→ **Exercise**
Find each line in the records below that contains the string "bucket", matching case exactly, and copy those lines out.

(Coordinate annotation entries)
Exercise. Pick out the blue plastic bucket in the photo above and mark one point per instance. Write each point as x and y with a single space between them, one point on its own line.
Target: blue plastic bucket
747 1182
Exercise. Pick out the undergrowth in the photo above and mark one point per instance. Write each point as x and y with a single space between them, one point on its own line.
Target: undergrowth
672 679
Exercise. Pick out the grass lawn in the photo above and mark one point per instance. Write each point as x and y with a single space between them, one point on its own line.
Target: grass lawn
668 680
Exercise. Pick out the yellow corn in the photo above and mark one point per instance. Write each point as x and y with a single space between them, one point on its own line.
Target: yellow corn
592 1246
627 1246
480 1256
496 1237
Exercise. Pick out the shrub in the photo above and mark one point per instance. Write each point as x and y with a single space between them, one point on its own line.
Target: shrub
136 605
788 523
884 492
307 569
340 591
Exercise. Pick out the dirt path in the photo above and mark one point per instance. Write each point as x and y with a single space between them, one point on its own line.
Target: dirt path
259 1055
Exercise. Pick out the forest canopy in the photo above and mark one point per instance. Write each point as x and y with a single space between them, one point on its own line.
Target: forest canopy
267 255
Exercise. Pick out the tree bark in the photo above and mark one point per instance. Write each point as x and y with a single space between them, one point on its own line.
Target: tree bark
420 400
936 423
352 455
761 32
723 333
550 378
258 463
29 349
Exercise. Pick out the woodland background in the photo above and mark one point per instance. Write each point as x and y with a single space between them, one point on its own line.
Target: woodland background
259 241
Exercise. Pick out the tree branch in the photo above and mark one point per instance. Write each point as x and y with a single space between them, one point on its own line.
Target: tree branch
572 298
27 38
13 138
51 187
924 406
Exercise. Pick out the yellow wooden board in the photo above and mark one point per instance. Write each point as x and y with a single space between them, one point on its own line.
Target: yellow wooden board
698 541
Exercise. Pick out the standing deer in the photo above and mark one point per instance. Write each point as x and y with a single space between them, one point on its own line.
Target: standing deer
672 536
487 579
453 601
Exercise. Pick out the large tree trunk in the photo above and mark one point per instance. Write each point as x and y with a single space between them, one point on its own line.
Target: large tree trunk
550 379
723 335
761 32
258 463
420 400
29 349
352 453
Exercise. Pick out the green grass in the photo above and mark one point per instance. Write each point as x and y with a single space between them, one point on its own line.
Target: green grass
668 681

--

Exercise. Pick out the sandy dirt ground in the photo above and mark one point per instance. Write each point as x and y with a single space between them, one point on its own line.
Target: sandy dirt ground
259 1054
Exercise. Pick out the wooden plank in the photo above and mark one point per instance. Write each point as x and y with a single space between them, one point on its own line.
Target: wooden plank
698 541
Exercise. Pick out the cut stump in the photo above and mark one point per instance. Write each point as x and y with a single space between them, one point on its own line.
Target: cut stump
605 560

→ **Task solution**
Exercise. Pick out the blue plastic bucket in the photo above and mark one point per instance. Write each point as x and y with a single space between them, one point on its own line.
Target: blue plastic bucket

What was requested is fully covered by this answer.